Uma das características sempre presentes em toda a obra de Jean-Luc Godard é a subversão dos códigos da linguagem cinematográfica bem como dos códigos narrativos, dos quais se desfaz progressivamente, através da proposta de uma nova concepção de montagem, baseada na ruptura, na repetição e na disjunção.
A partir dos anos 80, o seu interesse noutros meios desenvolve-se através de trabalhos na área da televisão e do videoclip e de experiências que incorporam o vídeo no cinema começando, mais tarde, a pensar o vídeo separadamente, como forma de reflectir sobre a sua própria obra.
Histoire(s) du Cinéma foi feito como uma série/vídeo-ensaio para o Canal+, Arte e Gaumont entre 1988 e 1998, sendo que o primeiro capitulo da série (1A e 1B) foi transmitido em cinco canais europeus em simultâneo e os restantes estrearam em festivais de cinema. O museu de Arte Moderna de Nova Iorque foi apresentando cada um dos capítulos à medida que eram terminados e a obra foi inteiramente exibida, integrada numa instalação no Documenta X em 1997.
Toda a obra é uma sucessão/colagem de imagens, palavras e sons que se sobrepões e entrelaçam em sequências repetitivas. Godard utiliza imagens de arquivo (de filmes e documentais) juntamente com imagens filmadas de propósito para a obra, musica, pintura e fotografias, vozes que recitam e citam passagens literárias, efeitos sonoros, música clássica, videoescrita, ou seja, tudo aquilo que o vídeo tem a capacidade de integrar, sem qualquer hierarquia epistemológica entre os vários elementos que são utilizado como matéria-prima.
Histoire(s) du Cinéma divide-se em quatro capítulos, constituídos por duas partes cada um. Ao longo desses capítulos, Godard revisita a sua própria história do cinema, colocando-se constantemente no centro da “narrativa”: ouvimos a sua voz, vemos a sua imagem, a sua história do cinema é subjectiva. Em Histoire(s) não existe uma linearidade cronológica, mas sim uma evolução orgânica, em que certos temas são recorrentes e tudo é simultâneo.

• TAREFA PROPOSTA A:
Enumera todas as linhas da listagem abaixo que contenham a palavra "player", distinguindo maiúsculas de minúsculas.

• DADOS APRESENTADOS:
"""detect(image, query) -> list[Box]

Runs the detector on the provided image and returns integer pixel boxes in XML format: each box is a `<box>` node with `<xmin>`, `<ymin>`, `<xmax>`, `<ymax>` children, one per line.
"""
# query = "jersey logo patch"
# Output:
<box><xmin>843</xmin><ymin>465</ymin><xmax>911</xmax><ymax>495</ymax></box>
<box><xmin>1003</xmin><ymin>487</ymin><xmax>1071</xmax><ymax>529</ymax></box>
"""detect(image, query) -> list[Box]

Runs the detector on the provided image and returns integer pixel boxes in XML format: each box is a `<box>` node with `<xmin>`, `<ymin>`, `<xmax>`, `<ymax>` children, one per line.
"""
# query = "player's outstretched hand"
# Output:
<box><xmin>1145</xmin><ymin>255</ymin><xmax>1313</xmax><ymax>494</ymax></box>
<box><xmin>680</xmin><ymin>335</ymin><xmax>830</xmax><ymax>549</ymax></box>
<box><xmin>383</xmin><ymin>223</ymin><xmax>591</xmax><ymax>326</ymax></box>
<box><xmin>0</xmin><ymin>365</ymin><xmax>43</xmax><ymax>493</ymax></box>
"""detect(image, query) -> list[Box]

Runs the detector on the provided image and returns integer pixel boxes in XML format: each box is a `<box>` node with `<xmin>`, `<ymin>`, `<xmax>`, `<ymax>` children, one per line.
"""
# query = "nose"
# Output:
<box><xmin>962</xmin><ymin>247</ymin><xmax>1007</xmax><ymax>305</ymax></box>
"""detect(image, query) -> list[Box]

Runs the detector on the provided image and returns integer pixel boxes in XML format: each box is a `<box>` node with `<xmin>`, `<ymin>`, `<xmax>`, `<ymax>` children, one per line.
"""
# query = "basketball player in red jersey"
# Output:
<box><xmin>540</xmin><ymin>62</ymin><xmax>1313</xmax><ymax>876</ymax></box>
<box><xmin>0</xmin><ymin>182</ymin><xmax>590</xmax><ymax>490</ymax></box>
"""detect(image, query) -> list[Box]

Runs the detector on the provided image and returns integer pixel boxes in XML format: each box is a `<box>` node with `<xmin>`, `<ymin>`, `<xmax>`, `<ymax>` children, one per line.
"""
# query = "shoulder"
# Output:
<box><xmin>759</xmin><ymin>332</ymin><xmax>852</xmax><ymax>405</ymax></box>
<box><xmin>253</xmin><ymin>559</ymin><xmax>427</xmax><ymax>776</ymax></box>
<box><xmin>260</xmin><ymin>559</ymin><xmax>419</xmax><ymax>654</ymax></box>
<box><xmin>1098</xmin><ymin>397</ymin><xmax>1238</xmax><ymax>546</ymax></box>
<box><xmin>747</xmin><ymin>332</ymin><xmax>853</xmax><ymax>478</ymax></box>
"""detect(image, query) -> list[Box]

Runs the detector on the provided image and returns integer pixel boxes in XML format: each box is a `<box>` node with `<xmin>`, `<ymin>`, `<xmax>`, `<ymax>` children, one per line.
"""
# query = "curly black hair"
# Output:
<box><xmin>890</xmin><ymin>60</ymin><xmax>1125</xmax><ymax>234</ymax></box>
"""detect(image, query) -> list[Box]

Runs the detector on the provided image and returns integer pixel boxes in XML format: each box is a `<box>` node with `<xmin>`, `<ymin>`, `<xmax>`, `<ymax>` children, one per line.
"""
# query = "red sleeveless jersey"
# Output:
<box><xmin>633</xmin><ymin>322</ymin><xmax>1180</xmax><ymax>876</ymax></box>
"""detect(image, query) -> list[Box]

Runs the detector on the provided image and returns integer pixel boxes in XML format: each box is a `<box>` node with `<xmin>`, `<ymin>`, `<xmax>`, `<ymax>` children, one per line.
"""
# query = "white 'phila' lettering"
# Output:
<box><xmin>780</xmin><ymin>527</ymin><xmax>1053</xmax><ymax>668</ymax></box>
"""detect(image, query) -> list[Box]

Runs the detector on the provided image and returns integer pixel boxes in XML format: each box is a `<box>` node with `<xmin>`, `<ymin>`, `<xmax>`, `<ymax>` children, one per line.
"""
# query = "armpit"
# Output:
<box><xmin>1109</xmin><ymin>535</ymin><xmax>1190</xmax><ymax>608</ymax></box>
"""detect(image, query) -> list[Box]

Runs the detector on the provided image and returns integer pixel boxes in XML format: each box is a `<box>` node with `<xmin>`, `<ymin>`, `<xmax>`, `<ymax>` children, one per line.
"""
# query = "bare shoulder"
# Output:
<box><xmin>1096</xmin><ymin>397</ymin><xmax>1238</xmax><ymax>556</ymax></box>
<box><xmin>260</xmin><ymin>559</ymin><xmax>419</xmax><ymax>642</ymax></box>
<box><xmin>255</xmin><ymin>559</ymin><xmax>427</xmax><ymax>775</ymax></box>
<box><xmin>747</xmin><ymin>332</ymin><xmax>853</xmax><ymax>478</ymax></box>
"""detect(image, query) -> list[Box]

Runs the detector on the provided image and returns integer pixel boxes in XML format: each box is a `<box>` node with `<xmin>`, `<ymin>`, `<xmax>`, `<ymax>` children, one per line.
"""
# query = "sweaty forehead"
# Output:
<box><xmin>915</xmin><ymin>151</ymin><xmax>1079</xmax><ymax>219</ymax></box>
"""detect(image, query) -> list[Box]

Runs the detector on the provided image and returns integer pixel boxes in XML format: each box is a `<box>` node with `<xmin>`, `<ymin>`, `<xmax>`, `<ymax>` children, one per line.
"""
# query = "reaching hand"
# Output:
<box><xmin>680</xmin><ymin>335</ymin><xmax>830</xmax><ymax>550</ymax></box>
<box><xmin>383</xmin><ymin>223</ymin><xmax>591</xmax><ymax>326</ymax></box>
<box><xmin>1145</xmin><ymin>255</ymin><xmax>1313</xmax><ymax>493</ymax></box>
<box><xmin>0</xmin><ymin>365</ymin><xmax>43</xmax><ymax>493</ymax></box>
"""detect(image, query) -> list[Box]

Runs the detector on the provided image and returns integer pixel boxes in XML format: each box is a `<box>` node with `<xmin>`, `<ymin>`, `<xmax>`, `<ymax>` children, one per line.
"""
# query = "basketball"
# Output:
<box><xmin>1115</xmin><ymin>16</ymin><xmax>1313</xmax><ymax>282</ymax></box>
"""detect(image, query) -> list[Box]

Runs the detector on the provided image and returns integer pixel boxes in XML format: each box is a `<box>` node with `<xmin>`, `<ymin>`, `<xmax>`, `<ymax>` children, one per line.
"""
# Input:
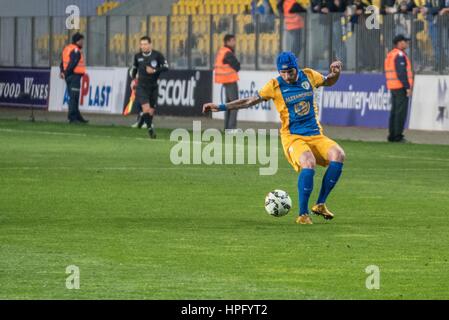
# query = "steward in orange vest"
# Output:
<box><xmin>214</xmin><ymin>34</ymin><xmax>240</xmax><ymax>129</ymax></box>
<box><xmin>214</xmin><ymin>45</ymin><xmax>240</xmax><ymax>84</ymax></box>
<box><xmin>385</xmin><ymin>35</ymin><xmax>413</xmax><ymax>142</ymax></box>
<box><xmin>59</xmin><ymin>32</ymin><xmax>88</xmax><ymax>123</ymax></box>
<box><xmin>385</xmin><ymin>43</ymin><xmax>413</xmax><ymax>90</ymax></box>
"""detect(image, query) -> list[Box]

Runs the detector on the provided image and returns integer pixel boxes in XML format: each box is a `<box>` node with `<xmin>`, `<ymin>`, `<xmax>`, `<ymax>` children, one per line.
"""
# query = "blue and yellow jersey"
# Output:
<box><xmin>258</xmin><ymin>69</ymin><xmax>325</xmax><ymax>136</ymax></box>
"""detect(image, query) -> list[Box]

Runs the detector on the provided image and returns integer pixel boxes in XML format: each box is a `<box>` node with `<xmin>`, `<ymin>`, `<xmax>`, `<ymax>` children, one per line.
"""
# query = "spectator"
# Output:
<box><xmin>278</xmin><ymin>0</ymin><xmax>309</xmax><ymax>57</ymax></box>
<box><xmin>411</xmin><ymin>0</ymin><xmax>445</xmax><ymax>66</ymax></box>
<box><xmin>251</xmin><ymin>0</ymin><xmax>274</xmax><ymax>32</ymax></box>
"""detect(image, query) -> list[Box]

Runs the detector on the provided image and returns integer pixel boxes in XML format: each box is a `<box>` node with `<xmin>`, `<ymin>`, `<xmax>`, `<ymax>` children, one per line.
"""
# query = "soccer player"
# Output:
<box><xmin>203</xmin><ymin>52</ymin><xmax>345</xmax><ymax>224</ymax></box>
<box><xmin>132</xmin><ymin>36</ymin><xmax>168</xmax><ymax>139</ymax></box>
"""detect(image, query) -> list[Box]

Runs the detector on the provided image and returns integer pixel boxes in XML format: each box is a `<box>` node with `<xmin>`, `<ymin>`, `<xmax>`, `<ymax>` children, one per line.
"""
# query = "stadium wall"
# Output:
<box><xmin>409</xmin><ymin>75</ymin><xmax>449</xmax><ymax>131</ymax></box>
<box><xmin>0</xmin><ymin>67</ymin><xmax>449</xmax><ymax>131</ymax></box>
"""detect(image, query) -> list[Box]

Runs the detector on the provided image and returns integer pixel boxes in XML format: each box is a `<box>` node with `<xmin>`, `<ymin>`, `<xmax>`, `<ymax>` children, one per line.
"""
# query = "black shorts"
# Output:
<box><xmin>136</xmin><ymin>86</ymin><xmax>159</xmax><ymax>108</ymax></box>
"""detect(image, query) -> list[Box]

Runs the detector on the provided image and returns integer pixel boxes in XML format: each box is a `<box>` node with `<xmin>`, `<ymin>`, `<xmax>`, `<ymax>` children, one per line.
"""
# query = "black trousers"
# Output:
<box><xmin>224</xmin><ymin>82</ymin><xmax>239</xmax><ymax>129</ymax></box>
<box><xmin>388</xmin><ymin>89</ymin><xmax>408</xmax><ymax>141</ymax></box>
<box><xmin>65</xmin><ymin>74</ymin><xmax>83</xmax><ymax>121</ymax></box>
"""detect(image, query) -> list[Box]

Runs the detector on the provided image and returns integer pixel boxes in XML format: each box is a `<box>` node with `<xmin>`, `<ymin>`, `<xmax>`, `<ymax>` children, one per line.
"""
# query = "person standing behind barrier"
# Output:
<box><xmin>385</xmin><ymin>35</ymin><xmax>413</xmax><ymax>142</ymax></box>
<box><xmin>214</xmin><ymin>34</ymin><xmax>240</xmax><ymax>130</ymax></box>
<box><xmin>278</xmin><ymin>0</ymin><xmax>310</xmax><ymax>57</ymax></box>
<box><xmin>59</xmin><ymin>32</ymin><xmax>89</xmax><ymax>123</ymax></box>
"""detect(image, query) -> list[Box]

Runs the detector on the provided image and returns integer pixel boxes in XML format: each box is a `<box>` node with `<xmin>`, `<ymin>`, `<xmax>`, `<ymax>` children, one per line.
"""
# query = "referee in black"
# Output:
<box><xmin>131</xmin><ymin>36</ymin><xmax>168</xmax><ymax>139</ymax></box>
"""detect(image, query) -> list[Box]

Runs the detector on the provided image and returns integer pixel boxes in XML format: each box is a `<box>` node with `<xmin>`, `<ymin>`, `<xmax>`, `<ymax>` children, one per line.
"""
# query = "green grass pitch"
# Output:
<box><xmin>0</xmin><ymin>120</ymin><xmax>449</xmax><ymax>299</ymax></box>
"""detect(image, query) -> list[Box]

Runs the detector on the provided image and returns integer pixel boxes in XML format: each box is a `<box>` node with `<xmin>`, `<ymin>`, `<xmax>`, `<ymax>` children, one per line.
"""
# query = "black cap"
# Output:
<box><xmin>393</xmin><ymin>34</ymin><xmax>410</xmax><ymax>45</ymax></box>
<box><xmin>72</xmin><ymin>32</ymin><xmax>84</xmax><ymax>43</ymax></box>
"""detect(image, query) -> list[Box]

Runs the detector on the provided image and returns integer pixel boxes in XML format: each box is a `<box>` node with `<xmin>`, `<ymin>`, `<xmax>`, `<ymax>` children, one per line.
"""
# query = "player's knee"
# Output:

• TAREFA PROPOSTA B:
Continua o texto sobre a série Histoire(s) du Cinéma, de Godard, a partir da última frase apresentada.

• RESPOSTA A:
# query = "player's outstretched hand"
# query = "basketball player in red jersey"
# query = "soccer player"
# query = "player's knee"

• RESPOSTA B:
Em Histoire(s) du Cinéma, Godard reescreve, de forma poética a história do cinema e, em simultâneo, a história do século XX, surgindo deste permanente diálogo “uma polifonia de histórias que rompe necessariamente com a visão monolítica que dela tínhamos” (in http://www.bocc.uff.br/pag/bocc-javier-godarteneo.pdf). Esta visão está explícita no próprio título, em que o (s) desafia toda uma concepção de história e de sujeito, de mundo, inaugurando “uma história (…) que aparece como singular e plural ao mesmo tempo”.
Godard defende a ideia do cinema como uma síntese de todas as artes e um meio privilegiado para a apreensão da passagem do tempo tendo, por isso, uma responsabilidade especial perante a história. Segundo ele, o cinema do século XX, com excepção do neo-realismo italiano, falhou redondamente ao demitir-se daquilo que Godard considera a sua obrigação de testemunho do horror (o irrepresentável) por não ter tomado consciência do seu próprio poder. O que resta ao cinema, para tentar redimir-se, é honrar o seu papel de memória, fazendo os possíveis por não deixar esse horror e os erros da humanidade caírem no esquecimento. É precisamente isso que Godard faz em Histoire(s) du Cinéma, mostrando vários momentos em que o cinema se “traiu a si próprio”, ao tornar-se, por exemplo, o mais importante meio de propaganda do século XX, em vez de se posicionar contra qualquer forma de demagogia e de intervir criticamente.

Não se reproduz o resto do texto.